TASK DIRECTIONS: Nothing left out, nothing added: return the full set of records.

___ RECORDS FOR PROCESSING

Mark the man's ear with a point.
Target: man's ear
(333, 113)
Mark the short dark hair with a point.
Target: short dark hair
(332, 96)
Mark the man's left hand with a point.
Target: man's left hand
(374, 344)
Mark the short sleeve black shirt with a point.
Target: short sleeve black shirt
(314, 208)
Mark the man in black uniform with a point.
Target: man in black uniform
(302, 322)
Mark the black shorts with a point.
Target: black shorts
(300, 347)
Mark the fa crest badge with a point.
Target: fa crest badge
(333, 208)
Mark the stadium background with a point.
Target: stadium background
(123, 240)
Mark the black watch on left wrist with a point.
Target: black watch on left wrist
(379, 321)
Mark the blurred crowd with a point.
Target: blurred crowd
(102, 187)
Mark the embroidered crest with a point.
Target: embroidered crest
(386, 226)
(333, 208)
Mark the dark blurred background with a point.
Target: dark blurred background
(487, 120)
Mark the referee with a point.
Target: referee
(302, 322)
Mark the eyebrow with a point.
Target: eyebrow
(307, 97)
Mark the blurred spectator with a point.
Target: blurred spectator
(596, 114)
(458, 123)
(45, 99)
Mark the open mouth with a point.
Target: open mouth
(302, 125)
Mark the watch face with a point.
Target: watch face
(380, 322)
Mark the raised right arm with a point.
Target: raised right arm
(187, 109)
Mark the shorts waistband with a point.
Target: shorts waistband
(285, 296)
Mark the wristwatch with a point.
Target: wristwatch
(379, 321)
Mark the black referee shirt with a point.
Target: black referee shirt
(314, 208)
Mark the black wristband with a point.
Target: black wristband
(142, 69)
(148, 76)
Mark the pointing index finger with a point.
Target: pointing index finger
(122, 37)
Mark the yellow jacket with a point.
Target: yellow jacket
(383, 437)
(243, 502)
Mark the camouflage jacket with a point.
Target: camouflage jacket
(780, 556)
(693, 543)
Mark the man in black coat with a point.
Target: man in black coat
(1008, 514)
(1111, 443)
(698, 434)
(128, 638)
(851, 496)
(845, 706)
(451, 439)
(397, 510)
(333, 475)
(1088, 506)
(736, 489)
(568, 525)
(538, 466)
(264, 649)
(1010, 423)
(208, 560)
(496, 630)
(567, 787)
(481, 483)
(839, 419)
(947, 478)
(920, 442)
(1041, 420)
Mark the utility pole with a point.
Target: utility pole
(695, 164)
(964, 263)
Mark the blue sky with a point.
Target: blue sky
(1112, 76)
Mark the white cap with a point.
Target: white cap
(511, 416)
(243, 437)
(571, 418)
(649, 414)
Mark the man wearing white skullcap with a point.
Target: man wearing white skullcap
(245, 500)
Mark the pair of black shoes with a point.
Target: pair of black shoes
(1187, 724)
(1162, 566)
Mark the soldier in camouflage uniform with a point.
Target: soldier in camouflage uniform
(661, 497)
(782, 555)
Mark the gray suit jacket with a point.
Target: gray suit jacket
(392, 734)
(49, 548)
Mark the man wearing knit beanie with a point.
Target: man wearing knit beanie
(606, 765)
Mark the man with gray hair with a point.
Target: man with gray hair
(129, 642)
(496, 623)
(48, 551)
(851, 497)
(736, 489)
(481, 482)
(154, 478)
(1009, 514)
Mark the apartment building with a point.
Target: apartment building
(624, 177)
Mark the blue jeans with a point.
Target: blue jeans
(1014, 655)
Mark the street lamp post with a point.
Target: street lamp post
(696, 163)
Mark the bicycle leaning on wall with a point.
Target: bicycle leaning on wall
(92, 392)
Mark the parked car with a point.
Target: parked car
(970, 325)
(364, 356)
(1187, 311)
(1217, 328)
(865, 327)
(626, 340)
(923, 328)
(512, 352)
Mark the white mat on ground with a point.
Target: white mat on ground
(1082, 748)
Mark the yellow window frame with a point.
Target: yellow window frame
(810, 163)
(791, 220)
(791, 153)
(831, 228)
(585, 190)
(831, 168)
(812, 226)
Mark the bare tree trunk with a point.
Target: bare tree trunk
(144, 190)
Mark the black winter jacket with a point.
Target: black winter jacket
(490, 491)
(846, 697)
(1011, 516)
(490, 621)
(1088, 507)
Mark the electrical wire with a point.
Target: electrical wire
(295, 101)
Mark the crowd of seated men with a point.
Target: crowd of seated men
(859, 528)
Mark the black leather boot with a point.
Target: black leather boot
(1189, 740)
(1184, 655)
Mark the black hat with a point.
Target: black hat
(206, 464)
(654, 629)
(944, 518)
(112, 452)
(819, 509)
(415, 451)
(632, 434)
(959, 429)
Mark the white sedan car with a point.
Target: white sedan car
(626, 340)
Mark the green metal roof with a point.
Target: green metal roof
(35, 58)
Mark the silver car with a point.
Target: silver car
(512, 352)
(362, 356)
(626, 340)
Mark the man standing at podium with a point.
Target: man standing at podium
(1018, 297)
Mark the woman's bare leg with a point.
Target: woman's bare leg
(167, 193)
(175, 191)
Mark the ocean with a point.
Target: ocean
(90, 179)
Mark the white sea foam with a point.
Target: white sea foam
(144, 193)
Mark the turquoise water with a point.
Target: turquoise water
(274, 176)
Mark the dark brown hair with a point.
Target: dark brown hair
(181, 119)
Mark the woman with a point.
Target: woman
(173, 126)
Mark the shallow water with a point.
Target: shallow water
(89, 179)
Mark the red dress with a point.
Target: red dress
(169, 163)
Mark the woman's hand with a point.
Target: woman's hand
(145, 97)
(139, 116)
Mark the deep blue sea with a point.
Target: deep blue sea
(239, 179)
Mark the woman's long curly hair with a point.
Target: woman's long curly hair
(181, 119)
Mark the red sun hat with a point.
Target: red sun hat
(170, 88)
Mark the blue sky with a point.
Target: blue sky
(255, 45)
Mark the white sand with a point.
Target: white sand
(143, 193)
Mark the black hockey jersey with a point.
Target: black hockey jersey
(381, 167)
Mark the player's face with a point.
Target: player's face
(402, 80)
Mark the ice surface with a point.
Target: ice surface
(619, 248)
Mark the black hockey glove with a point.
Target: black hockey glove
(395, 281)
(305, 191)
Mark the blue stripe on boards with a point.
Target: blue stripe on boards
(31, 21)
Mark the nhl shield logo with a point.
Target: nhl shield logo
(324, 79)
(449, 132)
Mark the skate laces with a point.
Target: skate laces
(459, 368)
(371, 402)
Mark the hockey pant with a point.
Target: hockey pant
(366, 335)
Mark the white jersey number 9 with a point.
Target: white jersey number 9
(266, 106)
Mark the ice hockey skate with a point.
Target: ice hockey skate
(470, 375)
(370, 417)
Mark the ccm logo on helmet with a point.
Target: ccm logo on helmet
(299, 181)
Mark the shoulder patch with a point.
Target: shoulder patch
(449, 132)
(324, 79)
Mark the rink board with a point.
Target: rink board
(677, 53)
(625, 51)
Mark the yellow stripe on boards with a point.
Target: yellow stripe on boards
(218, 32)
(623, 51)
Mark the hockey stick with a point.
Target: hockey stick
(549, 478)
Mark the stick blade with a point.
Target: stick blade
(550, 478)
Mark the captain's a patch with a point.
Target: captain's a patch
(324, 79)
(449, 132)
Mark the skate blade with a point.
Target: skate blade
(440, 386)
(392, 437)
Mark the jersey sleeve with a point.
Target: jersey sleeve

______

RESULT FOR THIS TASK:
Mark the man's ear with a point.
Target: man's ear
(333, 113)
Mark the short dark hair with a point.
Target: short dark hair
(332, 96)
Mark the man's left hand with a point.
Target: man's left hand
(374, 344)
Mark the short sleeve black shirt with a point.
Target: short sleeve black shirt
(314, 208)
Mark the man in black uniform with a point.
Target: man in black uniform
(302, 322)
Mark the black shorts with a point.
Target: black shorts
(300, 347)
Mark the fa crest badge with a point.
Target: fa crest badge
(333, 208)
Mark the stadium background with a point.
Target: stadium background
(123, 240)
Mark the black watch on left wrist with a point.
Target: black watch on left wrist
(379, 321)
Mark the blurred crowd with a point.
Target: blurred crowd
(102, 187)
Mark the embroidered crest with a point.
Target: embroidered crest
(386, 226)
(333, 208)
Mark the dark blurred background with a point.
Target: dark blurred background
(487, 120)
Mark the referee with a point.
Target: referee
(302, 322)
Mark the eyebrow with a point.
Target: eyebrow
(307, 97)
Mark the blurred spectator with a point.
Target: blurred spectator
(596, 114)
(458, 123)
(45, 99)
Mark the open mouth with a point.
Target: open mouth
(302, 125)
Mark the watch face with a point.
Target: watch face
(380, 322)
Mark the raised right arm with a point.
Target: raised right arm
(187, 109)
Mark the shorts waistband with a point.
Target: shorts waistband
(285, 296)
Mark the wristwatch with a point.
Target: wristwatch
(379, 321)
Mark the black referee shirt with a point.
Target: black referee shirt
(314, 208)
Mark the black wristband with a point.
Target: black wristband
(142, 69)
(148, 76)
Mark the pointing index finger with a point.
Target: pointing index finger
(122, 37)
Mark the yellow jacket with a point.
Target: yellow jacket
(383, 437)
(243, 502)
Mark the camouflage jacket with a point.
Target: camouflage jacket
(780, 556)
(693, 543)
Mark the man in black coat with a point.
Target: man in black coat
(1008, 514)
(1111, 443)
(698, 434)
(128, 638)
(851, 496)
(845, 706)
(451, 439)
(397, 510)
(333, 475)
(1088, 506)
(736, 489)
(568, 525)
(538, 466)
(264, 649)
(1010, 423)
(208, 560)
(496, 630)
(567, 787)
(481, 483)
(839, 419)
(947, 478)
(920, 442)
(1041, 420)
Mark the utility pole with a point.
Target: utility pole
(695, 164)
(964, 263)
Mark the blue sky with a point.
Target: blue sky
(1112, 76)
Mark the white cap with a point.
Target: white cap
(511, 416)
(243, 437)
(571, 418)
(649, 414)
Mark the man wearing white skullcap with a point.
Target: man wearing white skullcap
(245, 500)
Mark the pair of black shoes with a point.
Target: pair of black shoes
(1187, 724)
(1162, 566)
Mark the soldier in camouflage uniform with a point.
Target: soldier in camouflage uniform
(661, 497)
(782, 555)
Mark the gray suit jacket with a point.
Target: gray suit jacket
(392, 734)
(49, 548)
Mark the man wearing knit beanie with a point.
Target: man wearing knit beanie
(606, 765)
Mark the man with gray hair with a point.
Target: man with gray hair
(129, 642)
(496, 623)
(48, 551)
(851, 497)
(736, 489)
(481, 482)
(154, 478)
(1009, 514)
Mark the apartment building with a point.
Target: apartment building
(624, 177)
Mark the blue jeans with a point.
Target: blue jeans
(1014, 655)
Mark the street lamp post with a point.
Target: street lamp post
(696, 163)
Mark the bicycle leaning on wall with a point.
Target: bicycle leaning on wall
(92, 392)
Mark the parked car with a point.
Target: parked car
(970, 325)
(364, 356)
(1187, 311)
(1217, 328)
(865, 327)
(626, 340)
(923, 328)
(512, 352)
Mark the white mat on ground with a point.
Target: white mat on ground
(1082, 748)
Mark the yellow window frame with a point.
Target: yellow window frame
(810, 163)
(791, 220)
(791, 153)
(831, 228)
(585, 190)
(831, 168)
(812, 226)
Mark the bare tree trunk with a point.
Target: bare tree trunk
(144, 190)
Mark the black winter jacket with a point.
Target: black winter jacket
(490, 491)
(846, 697)
(1011, 516)
(490, 621)
(1088, 507)
Mark the electrical wire with a point.
Target: electrical wire
(295, 101)
Mark the crowd of seated men with a point.
Target: crowd of seated men
(859, 528)
Mark the black leather boot with a point.
Target: black leather boot
(1189, 740)
(1184, 655)
Mark the black hat with a point.
Target: black hat
(206, 464)
(654, 629)
(944, 518)
(112, 452)
(819, 509)
(415, 451)
(632, 434)
(959, 429)
Mark the white sedan car with a point.
Target: white sedan car
(626, 340)
Mark the green metal roof with a point.
Target: green metal roof
(35, 58)
Mark the silver car with a point.
Target: silver car
(512, 352)
(362, 356)
(626, 340)
Mark the man standing at podium with a point.
Target: man standing at podium
(1018, 297)
Mark the woman's bare leg with a point.
Target: woman's bare leg
(167, 193)
(175, 191)
Mark the ocean with a point.
Target: ocean
(90, 179)
Mark the white sea foam with a point.
Target: white sea foam
(144, 193)
Mark the turquoise water with a point.
Target: turquoise water
(274, 176)
Mark the dark brown hair with a point.
Target: dark brown hair
(181, 119)
Mark the woman with a point.
Target: woman
(173, 126)
Mark the shallow water with a point.
Target: shallow water
(89, 179)
Mark the red dress with a point.
Target: red dress
(169, 163)
Mark the woman's hand with a point.
Target: woman's hand
(145, 97)
(139, 116)
Mark the deep blue sea with a point.
Target: deep blue sea
(239, 179)
Mark the woman's long curly hair with a point.
Target: woman's long curly hair
(181, 119)
Mark the red sun hat with a point.
Target: red sun hat
(170, 88)
Mark the blue sky with a point.
Target: blue sky
(255, 45)
Mark the white sand with a point.
Target: white sand
(143, 193)
Mark the black hockey jersey with a point.
Target: black hockey jersey
(381, 167)
Mark the player's face with a point.
Target: player's face
(402, 80)
Mark the ice surface with a point.
Target: ice surface
(619, 248)
Mark the black hockey glove with a point.
Target: black hockey glove
(395, 281)
(305, 191)
Mark the blue stripe on boards with a point.
Target: blue stripe on boards
(31, 21)
Mark the nhl shield logo with a point.
Target: nhl shield logo
(324, 79)
(449, 132)
Mark the skate laces with a point.
Target: skate laces
(459, 368)
(371, 402)
Mark the hockey pant with a point.
Target: hockey pant
(366, 335)
Mark the white jersey number 9 with a point.
Target: white jersey number 9
(266, 106)
Mark the ice hockey skate with a point.
Target: ice hockey skate
(470, 375)
(370, 417)
Mark the ccm logo on helmet with a point.
Target: ccm logo on helmet
(299, 181)
Mark the shoulder patch with a point.
Target: shoulder patch
(449, 132)
(324, 79)
Mark the rink board with a point.
Target: rink board
(677, 53)
(625, 51)
Mark the yellow stripe on boards with a point.
Target: yellow stripe on boards
(218, 32)
(623, 51)
Mark the hockey stick with a point.
Target: hockey stick
(549, 478)
Mark the stick blade with a point.
Target: stick blade
(550, 478)
Mark the captain's a patch with a point.
Target: captain's a patch
(324, 79)
(449, 132)
Mark the skate blade with a point.
Target: skate blade
(440, 386)
(392, 437)
Mark the jersey sleeve with a point.
Target: jersey sleeve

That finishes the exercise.